Recorded information:
┌──

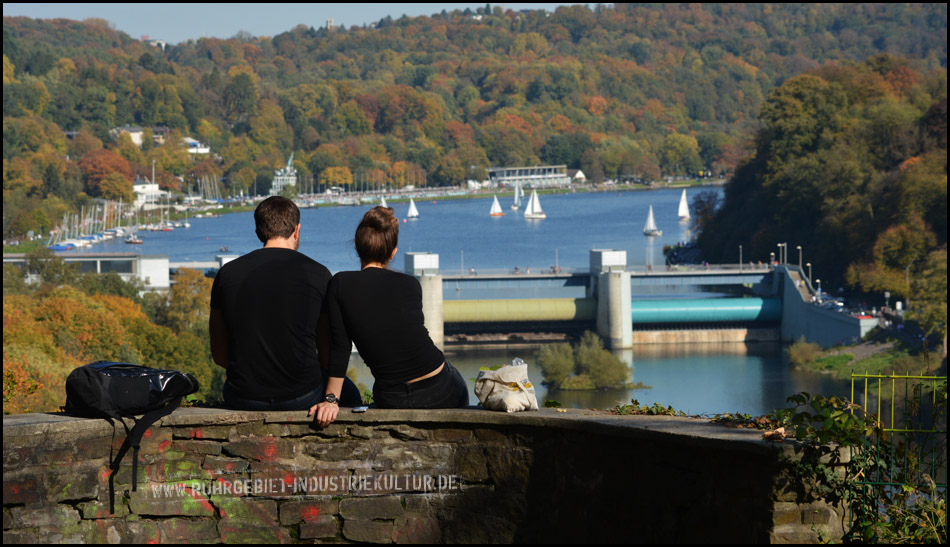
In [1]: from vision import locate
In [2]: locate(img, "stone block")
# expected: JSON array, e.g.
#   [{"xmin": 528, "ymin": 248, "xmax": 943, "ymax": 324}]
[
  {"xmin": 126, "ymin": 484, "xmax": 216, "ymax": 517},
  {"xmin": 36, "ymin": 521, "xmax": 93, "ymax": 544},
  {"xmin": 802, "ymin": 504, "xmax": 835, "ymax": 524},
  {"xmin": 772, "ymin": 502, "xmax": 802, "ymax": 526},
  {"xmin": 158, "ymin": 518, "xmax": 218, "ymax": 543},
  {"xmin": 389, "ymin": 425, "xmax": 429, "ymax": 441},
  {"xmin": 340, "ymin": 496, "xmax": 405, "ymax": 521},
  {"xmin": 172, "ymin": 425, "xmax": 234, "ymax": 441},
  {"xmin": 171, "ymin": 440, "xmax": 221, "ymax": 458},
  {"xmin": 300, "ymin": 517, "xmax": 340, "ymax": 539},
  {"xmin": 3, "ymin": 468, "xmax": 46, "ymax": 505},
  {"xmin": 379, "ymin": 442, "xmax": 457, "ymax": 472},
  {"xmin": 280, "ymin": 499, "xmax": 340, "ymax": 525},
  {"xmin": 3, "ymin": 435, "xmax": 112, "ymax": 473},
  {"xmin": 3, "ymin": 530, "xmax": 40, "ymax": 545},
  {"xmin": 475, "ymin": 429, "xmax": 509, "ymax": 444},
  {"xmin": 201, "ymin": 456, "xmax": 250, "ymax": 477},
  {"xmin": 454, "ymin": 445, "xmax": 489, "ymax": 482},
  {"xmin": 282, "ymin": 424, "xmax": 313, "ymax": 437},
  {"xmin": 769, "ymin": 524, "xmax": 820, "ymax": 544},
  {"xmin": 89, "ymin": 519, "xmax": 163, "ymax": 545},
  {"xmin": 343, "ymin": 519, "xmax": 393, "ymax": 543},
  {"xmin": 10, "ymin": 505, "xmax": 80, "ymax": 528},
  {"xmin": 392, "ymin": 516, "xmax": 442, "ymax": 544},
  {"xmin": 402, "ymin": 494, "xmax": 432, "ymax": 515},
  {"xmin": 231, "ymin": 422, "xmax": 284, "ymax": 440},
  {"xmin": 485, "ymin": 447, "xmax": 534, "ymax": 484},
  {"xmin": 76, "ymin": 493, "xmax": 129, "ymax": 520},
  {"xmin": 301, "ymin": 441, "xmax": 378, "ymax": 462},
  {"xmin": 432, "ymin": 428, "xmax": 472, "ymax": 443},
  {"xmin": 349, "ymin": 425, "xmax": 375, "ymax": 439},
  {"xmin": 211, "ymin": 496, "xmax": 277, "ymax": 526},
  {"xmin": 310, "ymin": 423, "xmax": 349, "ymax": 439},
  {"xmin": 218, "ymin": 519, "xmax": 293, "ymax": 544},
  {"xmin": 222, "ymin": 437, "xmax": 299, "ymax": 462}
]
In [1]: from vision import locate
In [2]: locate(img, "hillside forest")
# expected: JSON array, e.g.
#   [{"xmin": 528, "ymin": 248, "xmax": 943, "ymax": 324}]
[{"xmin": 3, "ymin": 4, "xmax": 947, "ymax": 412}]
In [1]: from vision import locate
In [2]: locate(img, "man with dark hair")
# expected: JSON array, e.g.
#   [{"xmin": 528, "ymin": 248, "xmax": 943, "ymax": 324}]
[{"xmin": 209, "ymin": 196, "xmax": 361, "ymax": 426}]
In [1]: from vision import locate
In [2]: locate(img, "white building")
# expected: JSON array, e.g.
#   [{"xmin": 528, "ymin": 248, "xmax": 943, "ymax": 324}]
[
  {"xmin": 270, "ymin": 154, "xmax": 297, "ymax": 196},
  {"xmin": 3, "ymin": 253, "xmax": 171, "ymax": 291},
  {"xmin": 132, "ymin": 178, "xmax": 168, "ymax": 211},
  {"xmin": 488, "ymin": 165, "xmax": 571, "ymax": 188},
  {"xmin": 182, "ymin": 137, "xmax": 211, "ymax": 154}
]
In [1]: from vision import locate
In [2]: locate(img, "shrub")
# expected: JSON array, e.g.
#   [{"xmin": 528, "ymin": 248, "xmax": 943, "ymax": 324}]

└──
┌──

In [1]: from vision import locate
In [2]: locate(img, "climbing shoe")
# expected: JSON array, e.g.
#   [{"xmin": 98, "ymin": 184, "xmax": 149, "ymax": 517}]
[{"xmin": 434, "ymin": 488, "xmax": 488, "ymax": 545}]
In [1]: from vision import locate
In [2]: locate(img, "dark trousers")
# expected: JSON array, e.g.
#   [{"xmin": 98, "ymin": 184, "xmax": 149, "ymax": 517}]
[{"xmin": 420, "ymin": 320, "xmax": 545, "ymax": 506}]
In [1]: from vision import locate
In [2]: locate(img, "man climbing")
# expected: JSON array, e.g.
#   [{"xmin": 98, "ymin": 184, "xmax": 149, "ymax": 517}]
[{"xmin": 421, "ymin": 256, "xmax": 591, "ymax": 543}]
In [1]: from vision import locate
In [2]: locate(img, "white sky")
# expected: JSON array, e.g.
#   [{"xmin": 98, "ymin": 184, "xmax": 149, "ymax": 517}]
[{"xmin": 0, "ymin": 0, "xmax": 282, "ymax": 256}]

└──

Work to complete: Show every line of the material above that contains the word "climbing".

Response below:
In [2]: locate(img, "climbing shoe")
In [2]: locate(img, "man climbing")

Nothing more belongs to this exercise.